⟨
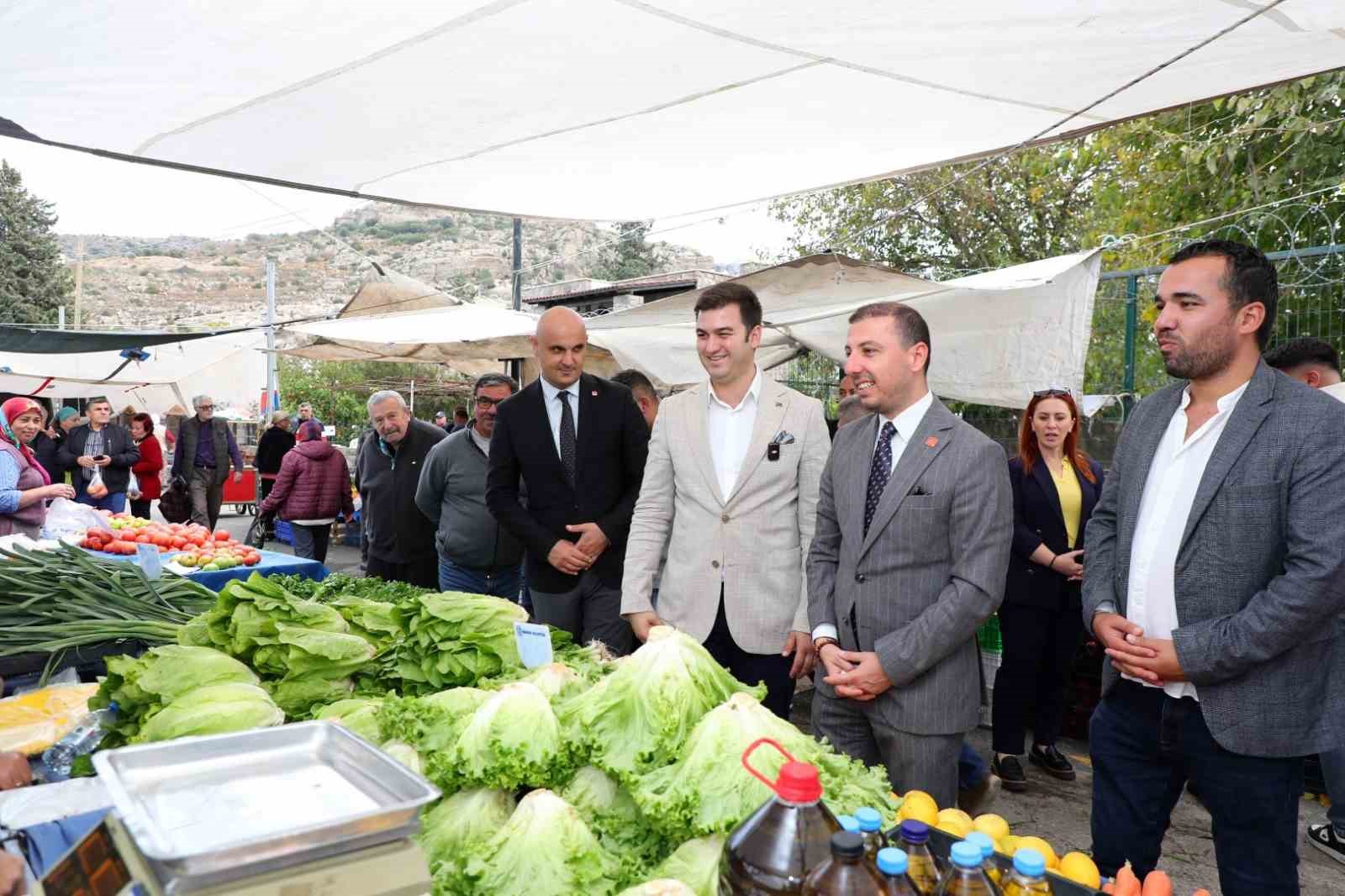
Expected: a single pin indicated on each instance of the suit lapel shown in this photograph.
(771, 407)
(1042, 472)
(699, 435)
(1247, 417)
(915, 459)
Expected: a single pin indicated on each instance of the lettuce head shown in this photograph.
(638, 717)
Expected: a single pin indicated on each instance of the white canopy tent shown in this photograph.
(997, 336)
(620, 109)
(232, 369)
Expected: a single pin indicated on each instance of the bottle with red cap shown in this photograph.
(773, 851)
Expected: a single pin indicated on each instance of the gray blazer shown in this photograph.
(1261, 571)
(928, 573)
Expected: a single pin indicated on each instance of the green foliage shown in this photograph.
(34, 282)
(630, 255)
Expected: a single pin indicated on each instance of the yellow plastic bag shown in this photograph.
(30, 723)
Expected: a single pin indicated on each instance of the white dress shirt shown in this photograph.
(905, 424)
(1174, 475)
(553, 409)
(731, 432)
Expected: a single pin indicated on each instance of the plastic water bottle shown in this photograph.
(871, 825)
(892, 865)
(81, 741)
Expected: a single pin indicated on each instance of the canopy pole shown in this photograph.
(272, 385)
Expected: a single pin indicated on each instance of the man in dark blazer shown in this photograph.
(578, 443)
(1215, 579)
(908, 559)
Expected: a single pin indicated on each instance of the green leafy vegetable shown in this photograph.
⟩
TASK DESCRIPTION: Rewrite everything from the line containing "tent shown in this photograph." down to the end of the data, changing "blazer" to "sport coat" and keeping everything else the same.

WRITTEN ANSWER:
Expected: a single pin indicated on each instance of the white canopy tent shown in this photograph.
(997, 336)
(620, 109)
(232, 369)
Expected: a single pin indicated on each instance of the bottle with red cap shown in this photograph.
(773, 851)
Expected: a single pin indicated on each instance of the gray sport coat shown in this photograph.
(1261, 571)
(928, 573)
Expected: a single pin indicated on each instance of the green foliage shown in this photograph.
(34, 282)
(630, 255)
Expected: a single pin indicated on each instance of the yellow plastic bag shown in this photograph.
(30, 723)
Expected: a single pin indicated on each instance of the white dress shirt shown in this photograph.
(905, 424)
(1174, 475)
(553, 409)
(731, 432)
Expected: a single pin indicated on each instance of the plastic water bottle shown in this photograph.
(871, 825)
(892, 865)
(81, 741)
Expected: a single pin indicated on each instance of the canopy pole shown in this photograph.
(272, 385)
Expected: a single pin indicated on each instance of the man in dark sport coat shown in this photograph.
(578, 443)
(1215, 579)
(908, 559)
Expected: a single pin indicated on each instance of the green leafy vegetable shown in this photograph.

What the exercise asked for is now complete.